- [Задание] Продолжите текст о создании Реактивного научно-исследовательского института, приведенный ниже, начиная с места, где он заканчивается.

- [Предложенный текст]
Сотрудники ГДЛ поначалу отнеслись к приходу И.Т. Клеймёнова с недоверием, считая, что человек, имеющий авиационно-техническое образование, не может быть специалистом по ракетной технике, однако через одиннадцать месяцев после назначения – 19 октября 1933 г., состоялось общее открытое собрание ячейки ВКП(б) ГДЛ, на котором И.Т. Клеймёнов получил полную поддержку коллектива.
Начальник вооружений РККА М.Н. Тухачевский, внимательно следивший за деятельностью ГДЛ, вначале решил преобразовать ее в Газодинамический научно-исследовательский институт (ГНИИ) на базе ГДЛ и ЛенГИРДа. Была составлена структурная схема института и начат подбор руководства, однако к этому времени в Москве достигла значительных успехов и МосГИРД.
Чтобы иметь полную информацию о состоянии работ по реактивному движению, была создана комиссия для обследования организаций, работающих над этой проблемой. Возглавил ее начальник Высшей военной инспекции ЦКК Н.В. Куйбышев. В июне 1933 г. в докладной записке на имя К.Е. Ворошилова он писал: «Организациями, осуществляющими эти работы, являются ГДЛ (в Ленинграде), подчиненная Управлению Военных Изобретений РККА, и ГИРД (в Москве), подчиненная Осоавиахиму и Управлению Изобретений. Все работы, как той, так и другой организаций имеют первостепенное значение… Выводы: дальнейшее существование ГДЛ и ГИРД, как самостоятельных организаций, нецелесообразно в виду распыления средств… Обе группы слить, организовав для этого Научно-исследовательский институт…»47
Этому событию предшествует длительная переписка с руководством как со стороны И.Т. Клеймёнова (ГДЛ), так и со стороны Осоавиахима (ГИРД). Решение этого вопроса неоправданно затягивалось. Наконец, 21 сентября 1933 г. М.Н. Тухачевский издает приказ Реввоенсовета СССР об организации на базе ГДЛ и МосГИРД первого в мире Реактивного научно-исследовательского института РККА. Начальником института был назначен 34-летний военный инженер И.Т. Клеймёнов, его заместителем – бывший начальник МосГИРДа 27-летний планерист-паритель С.П. Королёв.

- [Записи]
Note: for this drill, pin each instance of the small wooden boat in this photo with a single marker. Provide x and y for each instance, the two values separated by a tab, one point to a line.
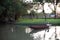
39	27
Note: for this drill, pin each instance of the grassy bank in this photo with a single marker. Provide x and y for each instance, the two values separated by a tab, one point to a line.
33	21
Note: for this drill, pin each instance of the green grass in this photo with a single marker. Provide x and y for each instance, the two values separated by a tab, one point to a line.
53	21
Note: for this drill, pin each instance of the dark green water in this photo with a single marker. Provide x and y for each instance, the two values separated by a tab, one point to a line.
17	34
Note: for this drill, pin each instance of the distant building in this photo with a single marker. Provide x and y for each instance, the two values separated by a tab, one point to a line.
28	1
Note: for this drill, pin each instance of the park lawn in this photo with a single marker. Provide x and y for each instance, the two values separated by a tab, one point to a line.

- [Письменный ответ]
31 октября 1933 г. вышло Постановление СТО о передаче института в ведение наркомата тяжелой промышленности, во главе которого был Серго Орджоникидзе. Во вступительной части Постановления, принятого в редакции М.Н. Тухачевского и раскрывающего направление деятельности института, записано: «Учитывая имеющиеся достижения и огромные перспективы в деле применения реактивных двигателей и особенно жидкостных реактивных моторов в различных областях реактивной техники, и в первую очередь, в области артиллерии, авиации и химии, Совет Труда и Обороны постановляет: 1. Организовать в системе НКТП Научно-исследовательский реактивный институт…»48
В соответствии с указаниями М.Н. Тухачевского И.Т. Клеймёнов прилагал все силы к скорейшему оснащению армии новым типом оружия – реактивными снарядами. Поэтому, естественно, что большую часть бюджета Института он направлял на эти работы. Его заместитель, С.П. Королёв, не мог с этим мириться, так как хотел быстрейшего развития своей тематики и пытался отстаивать это мнение в верхних сферах. В результате он был освобожден от должности и уволен из армии.
Для завершения плановых работ ГДЛ в Ленинграде временно возникло отделение института под руководством Г.Э. Лангемака. Его перебазирование в Москву было завершено в январе 1934 г. Г.Э. Лангемак был назначен заместителем начальника института, а С.П. Королёв был вначале переведен на должность старшего инженера, а в дальнейшем стал начальником отдела № 5.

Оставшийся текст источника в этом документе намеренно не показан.